_Exercise objective_
Would you print all of the entries word for word?

_Information provided_
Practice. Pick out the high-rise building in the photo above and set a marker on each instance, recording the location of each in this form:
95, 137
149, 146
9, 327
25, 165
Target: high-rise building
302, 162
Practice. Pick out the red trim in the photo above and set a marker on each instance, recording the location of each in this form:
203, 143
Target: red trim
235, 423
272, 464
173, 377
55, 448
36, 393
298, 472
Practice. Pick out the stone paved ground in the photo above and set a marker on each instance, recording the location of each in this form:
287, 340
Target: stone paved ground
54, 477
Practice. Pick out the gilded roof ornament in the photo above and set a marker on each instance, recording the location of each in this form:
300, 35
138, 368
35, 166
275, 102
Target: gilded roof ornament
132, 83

_Written answer_
Practice. Pick out the high-rise building in the photo above and set a marker on each instance, recording the location of each in this form:
95, 137
149, 146
9, 327
25, 165
Target: high-rise building
302, 162
Practice. Pick out the red trim in the photo above and set a marker on each instance, recording the location of each in this form:
203, 143
Target: red trim
235, 423
272, 464
173, 377
55, 448
36, 393
298, 472
Practice. Pick out the stone paved ground in the photo above and set a marker on each instance, recording the location of each in this form:
287, 340
Target: stone paved ground
54, 477
Practice. Pick out the gilded roof ornament in the photo above and set a marker on each instance, recording the location of each in this form:
300, 35
138, 368
35, 166
275, 102
Target: gilded roof ornament
132, 83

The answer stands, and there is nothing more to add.